→ To be done
Starting at the line that holds "Exercise. Point out every instance of the eyeglasses", restate every line word for word up to and including the last one in the listing below, and omit all pictures.

━━━ Supplied entries ━━━

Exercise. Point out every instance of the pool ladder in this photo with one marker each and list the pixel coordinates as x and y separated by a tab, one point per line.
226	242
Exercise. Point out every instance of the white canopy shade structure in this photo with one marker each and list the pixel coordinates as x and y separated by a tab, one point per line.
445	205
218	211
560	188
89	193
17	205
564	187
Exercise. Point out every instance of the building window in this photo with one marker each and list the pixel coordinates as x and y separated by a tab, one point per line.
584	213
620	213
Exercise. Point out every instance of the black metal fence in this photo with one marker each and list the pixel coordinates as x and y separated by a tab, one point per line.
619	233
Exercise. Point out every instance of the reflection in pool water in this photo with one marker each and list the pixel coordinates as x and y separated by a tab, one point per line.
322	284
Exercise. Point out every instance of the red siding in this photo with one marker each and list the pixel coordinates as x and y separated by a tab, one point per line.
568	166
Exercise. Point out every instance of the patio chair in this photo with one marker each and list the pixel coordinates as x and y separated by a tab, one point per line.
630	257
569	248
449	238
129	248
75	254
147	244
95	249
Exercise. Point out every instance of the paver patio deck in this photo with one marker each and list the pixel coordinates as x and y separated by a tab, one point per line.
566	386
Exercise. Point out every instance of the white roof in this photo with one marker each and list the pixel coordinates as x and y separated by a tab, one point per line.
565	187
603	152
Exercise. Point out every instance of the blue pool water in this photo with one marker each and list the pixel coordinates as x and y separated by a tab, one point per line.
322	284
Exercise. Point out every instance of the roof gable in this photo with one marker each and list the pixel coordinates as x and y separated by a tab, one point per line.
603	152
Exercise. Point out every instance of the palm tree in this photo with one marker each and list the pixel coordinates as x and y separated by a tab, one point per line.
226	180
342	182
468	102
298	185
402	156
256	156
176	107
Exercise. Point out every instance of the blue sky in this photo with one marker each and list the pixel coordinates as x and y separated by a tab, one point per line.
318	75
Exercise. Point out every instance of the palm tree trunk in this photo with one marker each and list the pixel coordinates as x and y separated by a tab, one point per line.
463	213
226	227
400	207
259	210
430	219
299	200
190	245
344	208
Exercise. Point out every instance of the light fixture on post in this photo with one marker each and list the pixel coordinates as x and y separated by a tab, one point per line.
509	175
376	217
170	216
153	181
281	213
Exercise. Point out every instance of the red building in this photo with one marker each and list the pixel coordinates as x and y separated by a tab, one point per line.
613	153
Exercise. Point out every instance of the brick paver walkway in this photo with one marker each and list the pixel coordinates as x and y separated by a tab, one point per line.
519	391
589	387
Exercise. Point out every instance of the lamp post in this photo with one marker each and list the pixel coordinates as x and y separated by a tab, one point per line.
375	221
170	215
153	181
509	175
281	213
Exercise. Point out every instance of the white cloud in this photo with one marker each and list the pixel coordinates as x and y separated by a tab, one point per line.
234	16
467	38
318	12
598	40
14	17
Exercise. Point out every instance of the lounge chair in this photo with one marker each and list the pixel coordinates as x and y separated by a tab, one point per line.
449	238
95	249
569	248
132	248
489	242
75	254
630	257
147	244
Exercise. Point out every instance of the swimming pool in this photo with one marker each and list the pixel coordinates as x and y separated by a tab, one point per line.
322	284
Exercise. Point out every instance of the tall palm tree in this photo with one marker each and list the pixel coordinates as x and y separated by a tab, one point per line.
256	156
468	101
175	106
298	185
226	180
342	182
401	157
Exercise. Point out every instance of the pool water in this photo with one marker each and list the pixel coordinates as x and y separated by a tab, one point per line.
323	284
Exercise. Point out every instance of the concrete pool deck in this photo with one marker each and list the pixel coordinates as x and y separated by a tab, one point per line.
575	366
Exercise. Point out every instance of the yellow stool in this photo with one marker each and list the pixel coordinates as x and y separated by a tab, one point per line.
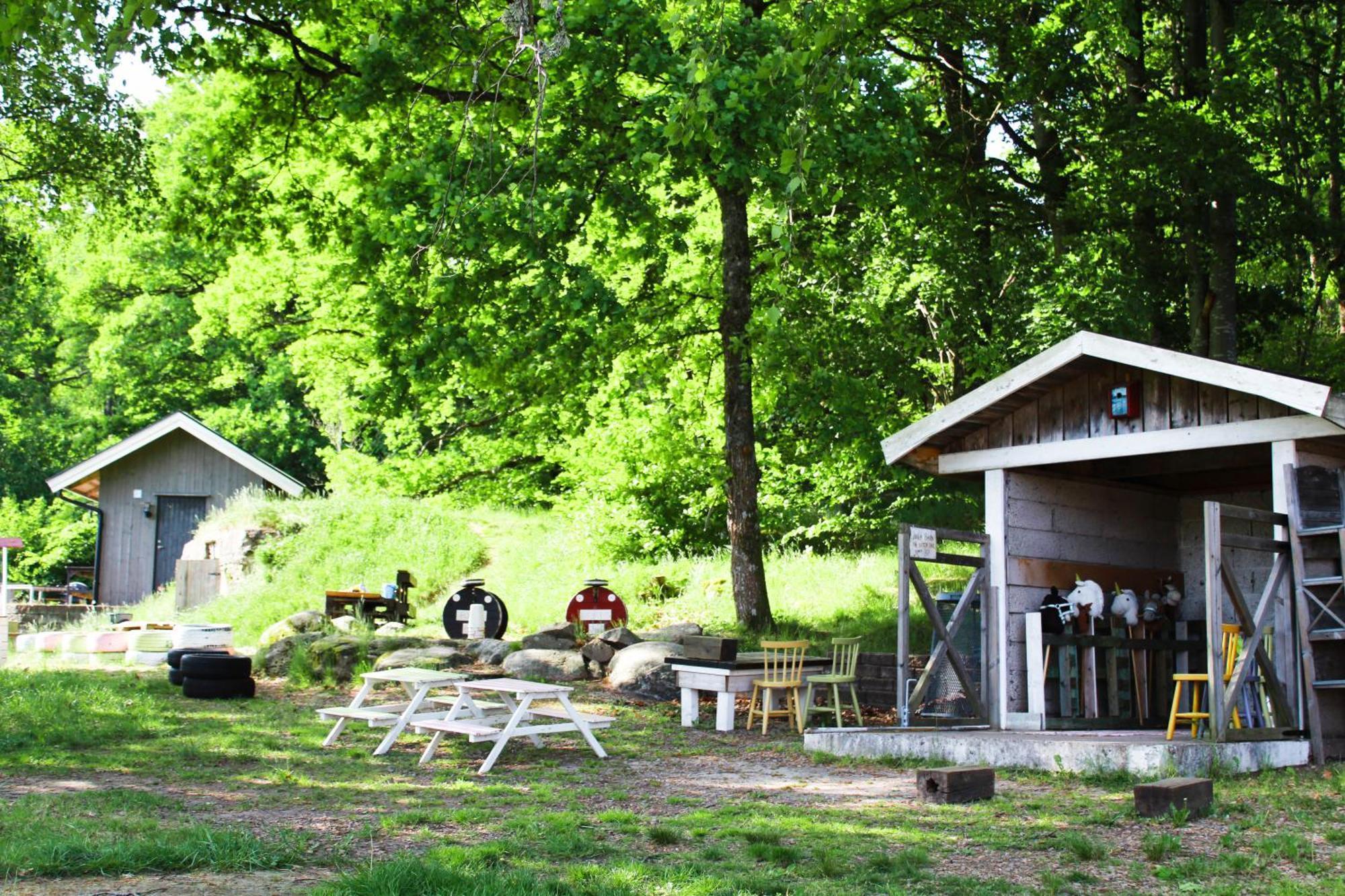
1231	641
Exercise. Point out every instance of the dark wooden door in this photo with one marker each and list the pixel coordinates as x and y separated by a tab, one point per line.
177	520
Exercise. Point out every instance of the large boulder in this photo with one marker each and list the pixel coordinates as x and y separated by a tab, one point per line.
599	651
619	638
676	633
345	623
310	620
432	657
276	657
490	651
641	670
547	665
560	637
276	631
337	655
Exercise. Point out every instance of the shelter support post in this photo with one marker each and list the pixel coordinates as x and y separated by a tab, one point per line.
996	607
903	623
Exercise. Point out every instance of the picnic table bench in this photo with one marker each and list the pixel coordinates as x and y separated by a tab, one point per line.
513	717
416	682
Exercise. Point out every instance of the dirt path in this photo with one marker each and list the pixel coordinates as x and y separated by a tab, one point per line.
279	883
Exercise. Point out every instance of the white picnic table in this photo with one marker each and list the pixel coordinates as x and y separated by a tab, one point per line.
516	710
416	682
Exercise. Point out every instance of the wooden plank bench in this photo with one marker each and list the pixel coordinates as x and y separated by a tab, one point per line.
518	696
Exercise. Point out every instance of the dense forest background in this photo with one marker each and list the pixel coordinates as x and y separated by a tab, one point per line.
549	253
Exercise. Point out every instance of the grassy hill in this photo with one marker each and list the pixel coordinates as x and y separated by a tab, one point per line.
533	560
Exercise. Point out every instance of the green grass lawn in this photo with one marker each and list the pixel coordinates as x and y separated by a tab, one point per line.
536	561
116	774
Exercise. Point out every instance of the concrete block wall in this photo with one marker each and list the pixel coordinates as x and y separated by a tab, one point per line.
1087	522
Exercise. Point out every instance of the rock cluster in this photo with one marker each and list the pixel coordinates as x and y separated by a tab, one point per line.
633	663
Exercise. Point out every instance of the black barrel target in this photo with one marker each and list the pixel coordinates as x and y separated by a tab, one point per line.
461	602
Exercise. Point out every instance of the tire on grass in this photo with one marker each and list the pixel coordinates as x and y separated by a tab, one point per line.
219	688
178	653
221	666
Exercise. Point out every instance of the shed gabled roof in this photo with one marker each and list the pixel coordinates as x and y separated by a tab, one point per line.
89	470
1299	395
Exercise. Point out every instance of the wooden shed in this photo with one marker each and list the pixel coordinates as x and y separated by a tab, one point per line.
1136	467
151	490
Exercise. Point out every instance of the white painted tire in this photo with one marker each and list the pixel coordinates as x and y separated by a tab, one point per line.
149	642
197	637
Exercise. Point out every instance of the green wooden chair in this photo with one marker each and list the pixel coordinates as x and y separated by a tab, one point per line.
845	658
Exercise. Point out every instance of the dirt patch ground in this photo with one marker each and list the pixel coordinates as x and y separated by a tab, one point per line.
280	883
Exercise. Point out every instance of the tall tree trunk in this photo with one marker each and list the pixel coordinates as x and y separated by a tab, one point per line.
1334	165
1223	228
1195	208
746	559
1144	220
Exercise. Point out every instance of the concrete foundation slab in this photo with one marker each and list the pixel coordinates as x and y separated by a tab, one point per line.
1140	752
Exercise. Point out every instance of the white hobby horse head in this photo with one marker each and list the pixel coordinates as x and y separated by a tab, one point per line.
1089	594
1128	606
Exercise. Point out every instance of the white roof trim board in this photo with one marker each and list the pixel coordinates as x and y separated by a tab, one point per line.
157	431
1309	397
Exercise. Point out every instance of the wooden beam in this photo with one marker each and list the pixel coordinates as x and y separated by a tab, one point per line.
903	616
1254	542
1036	572
1036	665
1140	443
996	616
960	667
1254	514
1254	626
1214	618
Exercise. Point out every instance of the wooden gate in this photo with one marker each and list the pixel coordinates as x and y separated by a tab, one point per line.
918	544
1221	580
198	583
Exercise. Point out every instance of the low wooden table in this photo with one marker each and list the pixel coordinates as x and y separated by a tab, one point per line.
416	682
727	678
518	697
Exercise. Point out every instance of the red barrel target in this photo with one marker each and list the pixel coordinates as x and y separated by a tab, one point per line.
597	608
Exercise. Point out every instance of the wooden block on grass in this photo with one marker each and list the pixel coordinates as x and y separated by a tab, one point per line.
957	783
1194	794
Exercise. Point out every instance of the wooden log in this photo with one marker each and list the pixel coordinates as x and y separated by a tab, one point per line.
956	784
1159	798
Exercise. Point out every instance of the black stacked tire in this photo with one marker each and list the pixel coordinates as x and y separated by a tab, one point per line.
176	659
178	653
219	688
215	676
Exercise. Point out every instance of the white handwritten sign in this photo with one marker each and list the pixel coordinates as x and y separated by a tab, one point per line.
925	544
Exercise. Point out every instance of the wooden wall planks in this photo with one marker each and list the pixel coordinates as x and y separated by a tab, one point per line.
1081	408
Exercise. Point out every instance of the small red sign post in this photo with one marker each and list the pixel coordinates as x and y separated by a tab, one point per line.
597	608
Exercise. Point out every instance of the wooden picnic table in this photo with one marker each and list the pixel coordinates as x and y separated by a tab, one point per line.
727	678
416	682
518	698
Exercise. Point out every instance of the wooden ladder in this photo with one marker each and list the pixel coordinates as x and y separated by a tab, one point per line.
1317	514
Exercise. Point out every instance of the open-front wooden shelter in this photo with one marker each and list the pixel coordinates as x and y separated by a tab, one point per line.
1143	469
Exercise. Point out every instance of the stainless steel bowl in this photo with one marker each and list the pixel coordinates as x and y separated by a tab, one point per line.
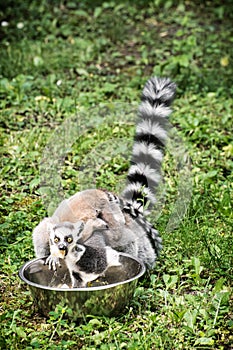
109	298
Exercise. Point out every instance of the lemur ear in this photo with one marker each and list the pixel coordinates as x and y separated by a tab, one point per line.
78	226
50	227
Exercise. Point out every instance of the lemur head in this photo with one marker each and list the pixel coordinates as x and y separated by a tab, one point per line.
63	236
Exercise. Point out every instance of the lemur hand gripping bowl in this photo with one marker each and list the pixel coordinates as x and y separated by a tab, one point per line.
107	297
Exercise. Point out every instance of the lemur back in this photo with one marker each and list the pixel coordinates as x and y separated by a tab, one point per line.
128	230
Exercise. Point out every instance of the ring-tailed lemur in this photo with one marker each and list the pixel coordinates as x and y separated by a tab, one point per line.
85	263
128	229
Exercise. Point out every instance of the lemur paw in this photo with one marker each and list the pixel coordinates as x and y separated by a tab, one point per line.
53	262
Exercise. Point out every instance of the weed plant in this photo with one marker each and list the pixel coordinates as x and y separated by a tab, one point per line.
63	58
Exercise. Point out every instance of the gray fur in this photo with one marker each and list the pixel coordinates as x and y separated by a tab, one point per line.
127	228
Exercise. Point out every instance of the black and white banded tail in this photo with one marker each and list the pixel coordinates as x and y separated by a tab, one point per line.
150	139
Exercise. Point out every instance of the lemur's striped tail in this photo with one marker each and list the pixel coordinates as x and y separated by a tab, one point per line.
150	139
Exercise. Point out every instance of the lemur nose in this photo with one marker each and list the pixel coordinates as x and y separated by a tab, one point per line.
62	247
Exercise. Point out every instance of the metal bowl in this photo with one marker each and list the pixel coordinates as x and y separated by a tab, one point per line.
107	297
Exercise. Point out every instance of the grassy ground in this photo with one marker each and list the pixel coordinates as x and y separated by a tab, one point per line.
60	58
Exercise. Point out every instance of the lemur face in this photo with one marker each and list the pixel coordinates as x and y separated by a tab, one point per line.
63	236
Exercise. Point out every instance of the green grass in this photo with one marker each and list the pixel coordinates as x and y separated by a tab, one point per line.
64	59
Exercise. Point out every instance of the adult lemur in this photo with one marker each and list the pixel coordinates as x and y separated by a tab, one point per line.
127	228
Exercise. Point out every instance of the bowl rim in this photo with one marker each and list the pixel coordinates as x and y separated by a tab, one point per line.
81	289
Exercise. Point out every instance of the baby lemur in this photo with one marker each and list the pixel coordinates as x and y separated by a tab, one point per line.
85	263
127	228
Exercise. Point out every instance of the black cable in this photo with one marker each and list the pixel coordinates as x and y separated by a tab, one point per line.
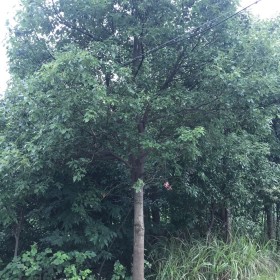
195	32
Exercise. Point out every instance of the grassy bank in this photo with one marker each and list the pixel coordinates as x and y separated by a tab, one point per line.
241	259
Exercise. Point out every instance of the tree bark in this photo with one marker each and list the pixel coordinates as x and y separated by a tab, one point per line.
16	232
139	229
139	232
269	221
228	225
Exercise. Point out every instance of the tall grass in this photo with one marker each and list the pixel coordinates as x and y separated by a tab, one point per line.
242	259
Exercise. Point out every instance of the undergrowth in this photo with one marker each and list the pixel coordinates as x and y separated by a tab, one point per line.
241	259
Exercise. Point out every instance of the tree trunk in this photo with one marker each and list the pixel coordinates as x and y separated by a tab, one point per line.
228	225
211	224
269	222
278	224
154	208
16	232
139	229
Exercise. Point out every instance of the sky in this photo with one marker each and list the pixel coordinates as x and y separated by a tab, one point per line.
263	9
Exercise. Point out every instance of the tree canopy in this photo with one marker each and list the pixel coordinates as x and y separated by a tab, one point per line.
125	113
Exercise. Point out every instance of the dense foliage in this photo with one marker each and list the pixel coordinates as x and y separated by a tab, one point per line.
119	111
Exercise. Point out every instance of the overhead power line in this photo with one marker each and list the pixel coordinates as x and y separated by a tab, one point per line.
200	30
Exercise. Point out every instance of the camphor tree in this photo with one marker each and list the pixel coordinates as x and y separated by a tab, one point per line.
125	81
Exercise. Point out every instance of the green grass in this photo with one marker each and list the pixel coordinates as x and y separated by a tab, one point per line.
242	259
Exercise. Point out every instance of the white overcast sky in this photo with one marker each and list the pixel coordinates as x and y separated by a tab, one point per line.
264	9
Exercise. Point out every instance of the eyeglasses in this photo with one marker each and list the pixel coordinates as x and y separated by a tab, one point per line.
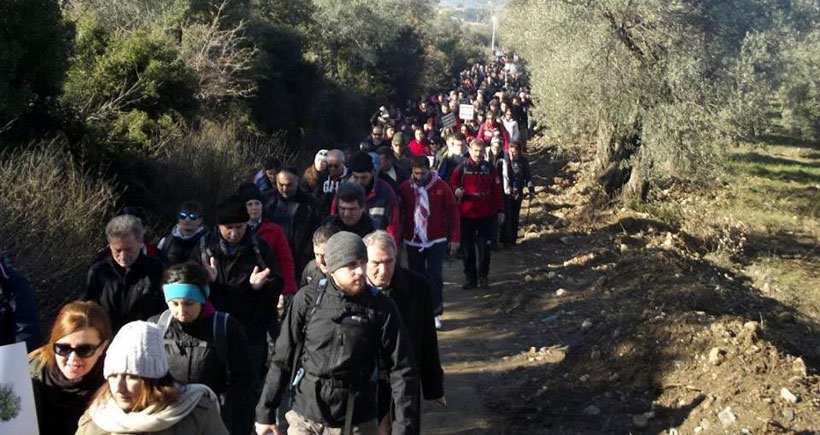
82	350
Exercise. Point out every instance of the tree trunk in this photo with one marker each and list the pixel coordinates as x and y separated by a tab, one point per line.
636	187
613	156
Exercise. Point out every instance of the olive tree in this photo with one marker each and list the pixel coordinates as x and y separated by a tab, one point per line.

━━━

→ Task result
Exercise. Point out every instance of the eyeglasses in this photo with one marker each and list the pixel coordinates as x and y separated by a tab, one point per line.
82	350
Exercise. Point out every instance of the tree trunk in this photo with one marker each and list the pixel coordinates as x and y separated by a tab, one point per line.
636	187
613	156
Exercise. Point out every instance of the olive tree in this photo with one marker each and list the pixel coordinates as x and y separated by a tab, one point per line.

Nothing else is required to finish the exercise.